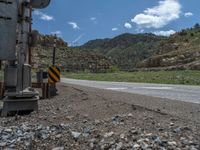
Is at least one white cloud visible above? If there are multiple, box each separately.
[184,12,193,17]
[34,10,54,21]
[112,28,118,31]
[51,30,62,37]
[124,22,132,29]
[68,21,80,29]
[153,30,176,36]
[72,34,84,44]
[131,0,181,29]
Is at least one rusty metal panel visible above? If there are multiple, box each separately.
[0,0,18,60]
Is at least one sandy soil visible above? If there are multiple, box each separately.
[0,84,200,150]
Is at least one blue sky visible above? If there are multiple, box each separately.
[33,0,200,45]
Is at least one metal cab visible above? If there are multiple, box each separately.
[0,0,18,60]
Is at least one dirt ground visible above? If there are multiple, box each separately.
[0,84,200,150]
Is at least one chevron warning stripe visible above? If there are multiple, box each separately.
[48,66,60,83]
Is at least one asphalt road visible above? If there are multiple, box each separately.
[61,78,200,104]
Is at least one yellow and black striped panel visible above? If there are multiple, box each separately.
[48,66,60,83]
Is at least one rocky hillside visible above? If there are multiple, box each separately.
[137,24,200,70]
[32,35,110,72]
[76,33,166,70]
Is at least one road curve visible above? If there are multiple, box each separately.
[61,78,200,104]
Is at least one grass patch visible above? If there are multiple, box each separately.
[63,70,200,85]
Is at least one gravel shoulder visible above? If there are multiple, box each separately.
[0,84,200,150]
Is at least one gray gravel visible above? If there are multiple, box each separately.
[0,84,200,150]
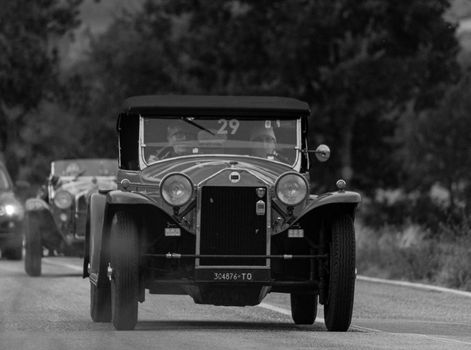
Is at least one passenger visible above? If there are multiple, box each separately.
[250,125,276,159]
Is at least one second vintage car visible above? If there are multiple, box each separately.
[84,95,360,331]
[25,159,117,276]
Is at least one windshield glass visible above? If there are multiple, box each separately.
[0,167,10,191]
[141,117,298,165]
[51,159,118,176]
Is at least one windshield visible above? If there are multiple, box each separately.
[0,167,10,191]
[51,159,118,176]
[141,117,298,165]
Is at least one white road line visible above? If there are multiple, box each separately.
[43,258,471,345]
[257,303,471,345]
[42,258,83,271]
[357,275,471,298]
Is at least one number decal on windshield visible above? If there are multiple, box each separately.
[217,119,240,135]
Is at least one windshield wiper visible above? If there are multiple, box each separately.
[181,117,216,136]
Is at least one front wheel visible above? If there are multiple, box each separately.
[324,215,355,332]
[291,293,317,324]
[4,245,23,260]
[90,282,111,322]
[110,212,139,330]
[25,214,42,277]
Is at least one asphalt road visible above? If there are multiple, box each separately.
[0,258,471,350]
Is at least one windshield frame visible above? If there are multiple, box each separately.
[138,115,302,171]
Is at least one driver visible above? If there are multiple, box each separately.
[250,125,276,159]
[148,123,193,162]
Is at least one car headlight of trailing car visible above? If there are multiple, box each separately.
[54,191,73,209]
[275,173,308,206]
[160,174,193,207]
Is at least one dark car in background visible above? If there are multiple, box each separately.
[25,159,117,276]
[0,162,24,260]
[84,96,361,331]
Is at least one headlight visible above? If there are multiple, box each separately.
[160,174,193,207]
[5,204,17,216]
[275,173,308,206]
[54,191,73,209]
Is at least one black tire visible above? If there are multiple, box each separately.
[110,212,139,330]
[25,214,43,277]
[90,282,111,322]
[291,293,318,324]
[324,215,355,332]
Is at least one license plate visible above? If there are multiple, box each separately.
[196,269,270,282]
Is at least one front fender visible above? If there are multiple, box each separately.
[293,191,361,224]
[83,193,107,277]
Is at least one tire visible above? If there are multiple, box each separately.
[324,215,355,332]
[25,214,42,277]
[291,293,318,324]
[110,212,139,330]
[90,282,111,322]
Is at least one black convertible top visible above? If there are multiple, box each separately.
[123,95,310,115]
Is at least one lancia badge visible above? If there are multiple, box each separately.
[255,187,266,198]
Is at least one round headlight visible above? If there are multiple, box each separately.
[160,174,193,207]
[54,191,73,209]
[275,173,308,206]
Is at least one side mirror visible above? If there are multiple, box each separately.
[314,145,330,162]
[15,180,31,189]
--*--
YOUR OBJECTIVE:
Reproduce the entire listing above word for word, omitting the pictures.

SOLVED EXERCISE:
Is at least one white cloud visible above? If there are multiple, box each separately.
[184,12,193,17]
[34,10,54,21]
[112,28,118,31]
[51,30,62,37]
[124,22,132,29]
[68,21,80,29]
[153,30,176,36]
[72,34,84,44]
[131,0,181,29]
Is at least one rusty metal panel visible above? If there are multiple, box each separately.
[0,0,18,60]
Is at least one sandy soil visible above? If there are multiple, box each separately.
[0,84,200,150]
Is at least one blue sky visible above? If there are multiple, box each separately.
[33,0,200,45]
Is at least one metal cab visible above? If there are multiple, box each separately.
[0,0,18,60]
Is at least one dirt ground visible above? If there are multiple, box each separately.
[0,84,200,150]
Is at least one chevron warning stripe visible above? If there are multiple, box each separately.
[48,66,60,83]
Is at least one asphalt road visible above? If there are multiple, box each separately.
[61,78,200,104]
Is at least one yellow and black striped panel visible above? If there are multiple, box each separately.
[48,66,60,83]
Is at least one rocky hillside visible above? If there are multiple, box each separately.
[137,24,200,70]
[32,35,110,72]
[76,33,166,70]
Is at least one road curve visible above? If there are multiple, box each separately.
[61,78,200,104]
Is at least one grass patch visible above? If there are multiple, box each separately.
[63,70,200,85]
Is at least one gravel shoulder visible above? If there are multiple, box each separately.
[0,84,200,150]
Is at least one gray gravel visible above? If there are multiple, box each separately.
[0,84,200,150]
Is at least one passenger visible above? If there are multiple, box each separately.
[250,125,276,159]
Is at least one second vintage car visible above? If there are multiple, box each separately.
[84,95,360,331]
[25,159,117,276]
Is at least one windshield glass visible above? If there are multiple, box each separately.
[0,167,10,191]
[141,117,298,165]
[51,159,118,176]
Is at least one windshield visible above? If there are multiple, box each separately.
[0,167,10,191]
[51,159,118,176]
[141,117,298,165]
Is at least one white road line visible above? If there are multiple, box each separately.
[43,258,471,345]
[257,303,471,345]
[42,258,83,271]
[357,275,471,298]
Is at least one number decal on windshield visible above? If there are multiple, box each separately.
[217,119,240,135]
Is at least one windshield wiper visible above? If there are multiple, box each separately.
[181,117,216,136]
Is at least one front wheel visible above? If there are multiple, box each separately.
[324,215,355,332]
[291,293,317,324]
[4,245,23,260]
[90,282,111,322]
[110,212,139,330]
[25,214,42,277]
Is at least one asphalt road visible above? If there are multiple, box each separately.
[0,258,471,350]
Is at least one windshield frame visible above? If there are multiple, box each separately.
[138,115,302,171]
Is at least one driver visible above? If there are multiple, box each separately.
[250,125,276,159]
[148,123,193,162]
Is at least one car headlight of trailing car visible above? If there are multiple, box each separately.
[54,191,73,209]
[275,173,308,206]
[160,174,193,207]
Is at least one dark car in background visible above? If there are multiple, box each separately.
[25,159,117,276]
[0,162,24,260]
[84,96,361,331]
Is at least one headlight visible above? If there are multiple, box each separately.
[160,174,193,207]
[5,204,17,216]
[275,173,308,206]
[54,191,73,209]
Is at least one black tire visible above? If there are multiple, box each separately.
[110,212,139,330]
[25,214,43,277]
[90,282,111,322]
[291,293,318,324]
[324,215,355,332]
Is at least one license plate visible above? If there are multiple, box each separately.
[196,269,270,282]
Is at least one front fender visible above? If there are multiple, box each separately.
[293,191,361,224]
[83,193,107,277]
Is at least one tire visible above? If there are multiple, box each separately.
[324,215,355,332]
[25,214,42,277]
[291,293,318,324]
[110,212,139,330]
[90,282,111,322]
Is at least one black convertible top visible above? If there are multiple, box each separately.
[123,95,310,115]
Is at least one lancia badge visible above? If there are multiple, box each separately.
[255,187,266,198]
Is at least one round headlight visible above? If there are multiple, box each separately.
[160,174,193,207]
[54,191,73,209]
[275,173,308,206]
Is at least one side mirror visible above? If there are multiple, box each separately.
[314,145,330,162]
[15,180,31,189]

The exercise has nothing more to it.